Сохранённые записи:
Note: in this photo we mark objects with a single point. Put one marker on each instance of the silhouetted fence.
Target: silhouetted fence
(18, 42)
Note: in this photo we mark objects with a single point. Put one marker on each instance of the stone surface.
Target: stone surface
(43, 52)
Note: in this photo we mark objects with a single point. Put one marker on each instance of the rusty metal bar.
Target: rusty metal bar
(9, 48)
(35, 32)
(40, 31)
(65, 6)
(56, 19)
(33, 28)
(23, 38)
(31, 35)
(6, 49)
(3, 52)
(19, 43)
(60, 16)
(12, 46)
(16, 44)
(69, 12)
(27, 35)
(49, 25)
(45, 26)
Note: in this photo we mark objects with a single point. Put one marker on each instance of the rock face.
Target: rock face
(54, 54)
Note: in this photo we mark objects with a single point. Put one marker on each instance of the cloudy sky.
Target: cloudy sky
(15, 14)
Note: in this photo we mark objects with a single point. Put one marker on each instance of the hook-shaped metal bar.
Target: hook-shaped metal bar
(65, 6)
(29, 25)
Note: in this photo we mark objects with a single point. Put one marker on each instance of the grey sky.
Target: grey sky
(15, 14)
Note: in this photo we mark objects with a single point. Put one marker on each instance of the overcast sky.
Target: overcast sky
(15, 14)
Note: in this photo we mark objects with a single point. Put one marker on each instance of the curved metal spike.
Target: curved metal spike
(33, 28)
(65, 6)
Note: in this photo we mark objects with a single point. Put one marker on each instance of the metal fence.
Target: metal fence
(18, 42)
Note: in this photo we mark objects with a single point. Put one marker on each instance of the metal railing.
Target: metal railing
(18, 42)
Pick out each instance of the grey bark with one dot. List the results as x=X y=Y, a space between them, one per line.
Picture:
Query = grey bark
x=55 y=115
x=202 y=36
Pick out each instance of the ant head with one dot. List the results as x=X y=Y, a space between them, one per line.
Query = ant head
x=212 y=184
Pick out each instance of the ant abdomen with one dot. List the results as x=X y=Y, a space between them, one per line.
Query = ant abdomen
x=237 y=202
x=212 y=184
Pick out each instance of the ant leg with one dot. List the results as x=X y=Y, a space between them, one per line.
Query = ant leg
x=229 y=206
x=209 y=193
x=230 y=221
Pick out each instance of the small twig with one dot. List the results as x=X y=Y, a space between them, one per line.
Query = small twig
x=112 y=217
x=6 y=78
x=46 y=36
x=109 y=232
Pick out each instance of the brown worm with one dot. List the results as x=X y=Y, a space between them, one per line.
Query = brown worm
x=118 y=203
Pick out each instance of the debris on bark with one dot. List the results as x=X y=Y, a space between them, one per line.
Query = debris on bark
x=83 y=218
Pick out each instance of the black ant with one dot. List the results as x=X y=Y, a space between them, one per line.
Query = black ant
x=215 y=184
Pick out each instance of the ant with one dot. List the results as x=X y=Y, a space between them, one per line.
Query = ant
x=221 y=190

Ваше задание:
Перепишите данные от строки с «Pick out each instance of the ant head» до строки с «x=109 y=232» включительно, сохранив запросы, и сдвиньте каждую координату в ответах на 148.

Ответ:
Pick out each instance of the ant head with one dot. List the results as x=X y=Y, a space between them, one per line.
Query = ant head
x=360 y=332
Pick out each instance of the ant abdomen with one dot. List the results as x=X y=Y, a space between them, one per line.
Query = ant abdomen
x=385 y=350
x=360 y=332
Pick out each instance of the ant leg with one dot. List the results as x=X y=Y, a space between them, one per line.
Query = ant leg
x=377 y=354
x=357 y=341
x=378 y=369
Pick out each instance of the small twig with one dot. List the results as x=X y=Y, a space between them, one per line.
Query = small twig
x=260 y=365
x=154 y=226
x=194 y=184
x=257 y=380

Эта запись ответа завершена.